DATA SUPPLIED
/---
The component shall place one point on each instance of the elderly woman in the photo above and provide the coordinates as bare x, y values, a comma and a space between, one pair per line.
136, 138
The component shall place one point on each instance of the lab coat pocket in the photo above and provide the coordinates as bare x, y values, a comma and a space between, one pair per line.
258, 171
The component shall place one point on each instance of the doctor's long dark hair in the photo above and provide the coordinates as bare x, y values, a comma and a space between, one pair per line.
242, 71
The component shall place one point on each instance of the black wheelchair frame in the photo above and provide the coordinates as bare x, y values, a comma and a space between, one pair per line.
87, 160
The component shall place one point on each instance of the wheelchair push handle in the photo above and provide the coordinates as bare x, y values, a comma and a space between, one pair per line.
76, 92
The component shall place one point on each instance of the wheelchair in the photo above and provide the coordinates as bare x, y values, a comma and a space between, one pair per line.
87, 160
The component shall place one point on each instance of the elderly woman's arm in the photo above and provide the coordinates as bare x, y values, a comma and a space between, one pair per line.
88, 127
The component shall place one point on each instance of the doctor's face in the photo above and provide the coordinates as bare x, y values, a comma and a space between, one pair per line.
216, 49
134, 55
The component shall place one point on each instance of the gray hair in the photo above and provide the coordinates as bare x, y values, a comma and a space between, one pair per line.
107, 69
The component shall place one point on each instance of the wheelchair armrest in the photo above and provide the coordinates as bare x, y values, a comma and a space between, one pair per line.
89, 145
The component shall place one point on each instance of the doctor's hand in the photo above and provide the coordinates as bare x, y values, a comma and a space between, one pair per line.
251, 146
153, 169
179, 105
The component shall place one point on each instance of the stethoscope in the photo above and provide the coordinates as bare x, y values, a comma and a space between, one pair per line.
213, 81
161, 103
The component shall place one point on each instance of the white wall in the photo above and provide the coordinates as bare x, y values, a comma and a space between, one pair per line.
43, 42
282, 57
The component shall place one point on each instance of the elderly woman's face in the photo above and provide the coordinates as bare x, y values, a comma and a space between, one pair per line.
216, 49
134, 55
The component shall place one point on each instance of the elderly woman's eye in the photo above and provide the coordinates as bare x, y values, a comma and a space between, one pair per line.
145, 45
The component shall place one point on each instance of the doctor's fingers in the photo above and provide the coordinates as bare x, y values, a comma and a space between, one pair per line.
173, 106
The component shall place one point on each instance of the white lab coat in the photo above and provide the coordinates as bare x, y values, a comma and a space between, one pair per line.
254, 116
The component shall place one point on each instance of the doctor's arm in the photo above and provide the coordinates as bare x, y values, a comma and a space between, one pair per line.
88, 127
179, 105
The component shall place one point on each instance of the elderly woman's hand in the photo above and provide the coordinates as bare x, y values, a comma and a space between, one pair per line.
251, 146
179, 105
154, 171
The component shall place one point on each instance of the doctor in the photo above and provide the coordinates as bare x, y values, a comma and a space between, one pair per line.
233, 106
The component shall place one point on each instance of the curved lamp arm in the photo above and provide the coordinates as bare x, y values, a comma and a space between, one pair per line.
\---
TASK
Output the line containing "the doctor in" and each line after it through the close of the entries, unchanged and with no other lines.

SOLUTION
The component shall place one point on each instance of the doctor in the photo above and provide the coordinates as bare x, y values, a comma and a space between, one pair per line.
233, 106
The component shall place one point on each instance of the curved lamp arm in the photo above and provide the coordinates as bare x, y values, a comma and a space between, one pair per line.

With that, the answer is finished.